Extracted text |
•••

DATA Step, Macro, Functions and more

Reading unsorted data from notepad file into SAS

Accepted Solution Solved
Reply
Occasional Contributor
Posts: 16
Accepted Solution

Reading unsorted data from notepad file into SAS

 

Dear Members,

 

 

I have a big text file and it contains 3 tables. The records in the file are unsorted, the records in the file are in line with the column name separated by space. The tables are repeating themselves until the end. I want to import the data from that notepad file under correct table into SAS. I want to read the records and column names from the text file and put them under correct table In SAS. I tried through INFILE and I was successful in importing the data into SAS, but since Columns are unsorted and tables are repeating themselves therefore it is harder to keep the records under correct table in SAS. I am a beginner to SAS, any help would be greatly appreciated. The sample file is attached for your reference.

 

Thanks

Ather


Accepted Solutions
Solution
‎07-22-2016 06:07 AM
SAS Super FREQ
Posts: 683

Re: Reading unsorted data from notepad file into SAS

Hi

 

You will need some time to do this, here is a basic program that I hope gets you started. See the comments in the code for an explanation what the codes does.

 

data want;
  infile "c:\temp\incomingTestFile.txt" truncover;

  * read a records;
  input;

  * check for type of table;
  if find(_infile_, "Table 1") then do;

    *
    * depending on the table start reading values
    * the @"someText" positions you rigth after the text
    * the @28 positions on col 28
    * varname informat, reads the value into a variable, carefull about the length
    * the slash "/" indicates "read a new line"
    *;
    input
      /
      @"Acct Number" acctNumber $30.
      @"ZIP Code" ZIPCode $30.
      /
      @"Floor Limit Indicator" floorLimitInd $8.
      @"State/Prov. Code" state_prov_code $20.
      /
      /
      /
      /
      /
      @28 purchaseDate yymmdd8.
    ;

    *
    * take out any control chars like tab etc. and take away leading and trailing spaces
    *;
    array xchar{*} _character_;

    drop i;
    do i = 1 to dim(xchar);
      xchar{i} = strip(compress(xchar{i},,"C"));
    end;

    * write to the output data sets;
    output;
  end;

  format 
    purchaseDate date9.

•••

Entries supplied |
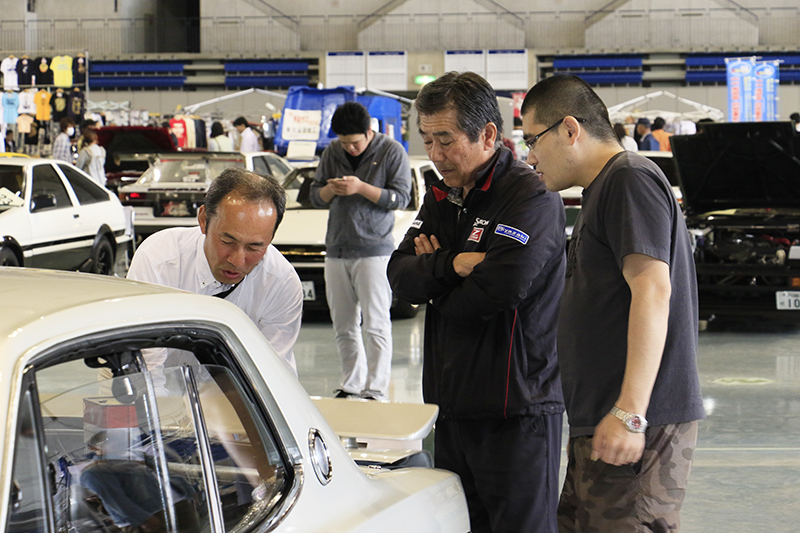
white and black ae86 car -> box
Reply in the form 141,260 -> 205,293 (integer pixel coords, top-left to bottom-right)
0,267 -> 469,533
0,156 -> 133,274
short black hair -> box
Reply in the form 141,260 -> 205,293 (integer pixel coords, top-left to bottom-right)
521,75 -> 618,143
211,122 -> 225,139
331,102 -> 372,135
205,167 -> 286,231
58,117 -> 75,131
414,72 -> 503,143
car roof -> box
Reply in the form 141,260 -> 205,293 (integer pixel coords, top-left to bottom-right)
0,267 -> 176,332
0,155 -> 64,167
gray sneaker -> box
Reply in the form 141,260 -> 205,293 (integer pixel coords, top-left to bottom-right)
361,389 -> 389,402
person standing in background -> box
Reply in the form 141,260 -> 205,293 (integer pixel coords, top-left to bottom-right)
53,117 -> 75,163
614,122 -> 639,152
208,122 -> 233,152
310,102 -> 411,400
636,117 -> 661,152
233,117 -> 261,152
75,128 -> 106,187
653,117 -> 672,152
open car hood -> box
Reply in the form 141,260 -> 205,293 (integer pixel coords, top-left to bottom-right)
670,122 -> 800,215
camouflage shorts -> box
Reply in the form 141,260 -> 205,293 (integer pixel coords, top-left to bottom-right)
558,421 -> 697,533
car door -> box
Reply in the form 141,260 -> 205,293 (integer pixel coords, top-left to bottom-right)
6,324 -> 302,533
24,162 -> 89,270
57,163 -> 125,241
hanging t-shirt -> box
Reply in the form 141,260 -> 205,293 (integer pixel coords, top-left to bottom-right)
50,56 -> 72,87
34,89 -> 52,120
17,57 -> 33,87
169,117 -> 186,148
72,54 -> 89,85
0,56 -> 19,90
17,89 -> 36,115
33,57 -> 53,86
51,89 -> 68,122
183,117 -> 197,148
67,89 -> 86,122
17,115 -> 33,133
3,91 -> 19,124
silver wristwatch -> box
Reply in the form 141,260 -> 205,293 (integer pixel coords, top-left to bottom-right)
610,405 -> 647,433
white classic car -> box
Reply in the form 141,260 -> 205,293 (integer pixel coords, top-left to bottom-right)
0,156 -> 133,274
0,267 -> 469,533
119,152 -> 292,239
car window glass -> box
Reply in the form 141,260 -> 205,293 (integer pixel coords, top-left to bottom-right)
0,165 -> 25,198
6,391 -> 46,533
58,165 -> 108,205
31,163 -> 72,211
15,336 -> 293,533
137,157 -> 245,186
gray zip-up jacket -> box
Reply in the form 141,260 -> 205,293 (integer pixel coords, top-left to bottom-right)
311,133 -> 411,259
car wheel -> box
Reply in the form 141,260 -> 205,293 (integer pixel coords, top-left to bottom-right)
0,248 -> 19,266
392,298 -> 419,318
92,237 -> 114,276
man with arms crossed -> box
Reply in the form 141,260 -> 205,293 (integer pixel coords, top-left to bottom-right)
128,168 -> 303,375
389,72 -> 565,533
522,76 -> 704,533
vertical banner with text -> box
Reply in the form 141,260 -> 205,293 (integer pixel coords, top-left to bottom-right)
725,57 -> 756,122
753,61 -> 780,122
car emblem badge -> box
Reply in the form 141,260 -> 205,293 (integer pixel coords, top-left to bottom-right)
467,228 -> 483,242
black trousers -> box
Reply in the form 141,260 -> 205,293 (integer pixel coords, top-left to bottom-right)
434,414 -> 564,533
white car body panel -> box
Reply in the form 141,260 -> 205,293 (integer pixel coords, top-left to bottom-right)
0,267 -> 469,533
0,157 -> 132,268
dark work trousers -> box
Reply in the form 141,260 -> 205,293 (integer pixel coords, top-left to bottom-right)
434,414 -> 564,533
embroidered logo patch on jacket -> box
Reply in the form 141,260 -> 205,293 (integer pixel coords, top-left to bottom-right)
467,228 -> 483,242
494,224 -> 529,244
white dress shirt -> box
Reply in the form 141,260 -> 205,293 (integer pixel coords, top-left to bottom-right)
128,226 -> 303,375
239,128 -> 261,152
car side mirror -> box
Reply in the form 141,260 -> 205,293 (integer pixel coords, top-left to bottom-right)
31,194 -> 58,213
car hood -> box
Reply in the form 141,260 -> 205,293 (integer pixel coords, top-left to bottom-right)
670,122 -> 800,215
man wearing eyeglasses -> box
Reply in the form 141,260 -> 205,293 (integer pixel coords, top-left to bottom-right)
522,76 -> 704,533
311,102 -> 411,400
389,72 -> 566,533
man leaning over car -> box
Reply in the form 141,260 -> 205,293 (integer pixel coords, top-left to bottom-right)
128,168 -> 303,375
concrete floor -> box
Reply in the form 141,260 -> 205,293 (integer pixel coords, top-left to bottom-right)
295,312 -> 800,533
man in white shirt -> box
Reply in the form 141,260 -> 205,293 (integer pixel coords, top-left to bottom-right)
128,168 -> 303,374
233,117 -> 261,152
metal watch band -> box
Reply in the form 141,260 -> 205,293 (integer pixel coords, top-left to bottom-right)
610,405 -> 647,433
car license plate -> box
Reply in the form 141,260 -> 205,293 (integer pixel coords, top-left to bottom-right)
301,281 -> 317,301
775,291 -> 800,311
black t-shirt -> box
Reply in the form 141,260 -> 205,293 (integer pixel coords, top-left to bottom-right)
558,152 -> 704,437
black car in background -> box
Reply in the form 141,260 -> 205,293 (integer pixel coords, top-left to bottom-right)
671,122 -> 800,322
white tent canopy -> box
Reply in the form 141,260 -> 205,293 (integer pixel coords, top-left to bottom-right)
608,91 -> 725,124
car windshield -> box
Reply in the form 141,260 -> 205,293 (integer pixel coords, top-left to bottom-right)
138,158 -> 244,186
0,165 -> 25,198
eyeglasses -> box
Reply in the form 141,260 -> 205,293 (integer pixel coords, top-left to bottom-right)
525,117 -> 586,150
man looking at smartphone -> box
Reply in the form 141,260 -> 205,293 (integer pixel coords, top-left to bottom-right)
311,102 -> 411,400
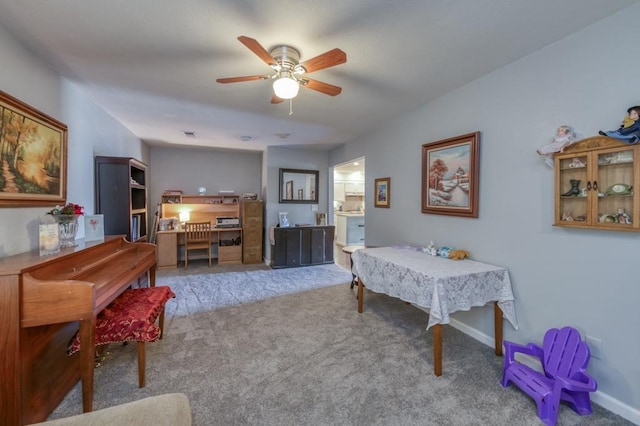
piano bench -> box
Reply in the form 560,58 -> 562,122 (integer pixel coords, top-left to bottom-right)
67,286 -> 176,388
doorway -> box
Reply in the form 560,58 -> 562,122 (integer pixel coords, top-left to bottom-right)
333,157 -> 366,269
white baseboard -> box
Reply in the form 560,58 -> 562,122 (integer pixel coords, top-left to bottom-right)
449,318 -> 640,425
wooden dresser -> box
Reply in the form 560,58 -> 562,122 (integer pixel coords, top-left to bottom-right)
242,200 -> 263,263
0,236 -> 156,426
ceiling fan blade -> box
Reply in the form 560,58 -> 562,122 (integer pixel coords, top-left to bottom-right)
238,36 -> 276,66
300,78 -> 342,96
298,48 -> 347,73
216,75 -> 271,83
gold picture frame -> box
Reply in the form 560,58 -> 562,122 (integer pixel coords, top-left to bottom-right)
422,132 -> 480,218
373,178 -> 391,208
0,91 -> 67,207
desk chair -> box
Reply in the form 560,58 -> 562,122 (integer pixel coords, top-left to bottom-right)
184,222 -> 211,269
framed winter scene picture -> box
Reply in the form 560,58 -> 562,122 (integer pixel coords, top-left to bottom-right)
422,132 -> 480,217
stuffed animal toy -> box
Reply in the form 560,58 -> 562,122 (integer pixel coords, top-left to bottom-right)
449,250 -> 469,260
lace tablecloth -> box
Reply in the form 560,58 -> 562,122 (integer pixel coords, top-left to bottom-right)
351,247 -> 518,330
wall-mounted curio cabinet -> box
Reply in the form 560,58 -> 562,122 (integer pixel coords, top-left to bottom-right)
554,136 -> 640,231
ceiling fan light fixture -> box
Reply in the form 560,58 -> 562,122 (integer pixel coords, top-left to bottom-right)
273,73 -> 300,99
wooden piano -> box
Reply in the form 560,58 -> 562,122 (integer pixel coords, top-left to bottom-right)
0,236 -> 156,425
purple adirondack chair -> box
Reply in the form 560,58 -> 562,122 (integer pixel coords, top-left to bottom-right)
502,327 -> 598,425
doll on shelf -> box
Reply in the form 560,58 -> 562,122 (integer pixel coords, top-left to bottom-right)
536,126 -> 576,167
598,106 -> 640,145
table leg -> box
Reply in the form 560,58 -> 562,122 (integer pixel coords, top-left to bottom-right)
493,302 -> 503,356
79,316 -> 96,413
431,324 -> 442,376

•••

Exercise requirements | Please set down the SAS forum thread word for word, starting at "Accepted Solutions" and ending at "the codes does.".

Result of this task |
Accepted Solutions
Solution
‎07-22-2016 06:07 AM
SAS Super FREQ
Posts: 683

Re: Reading unsorted data from notepad file into SAS

Hi

 

You will need some time to do this, here is a basic program that I hope gets you started. See the comments in the code for an explanation what the codes does.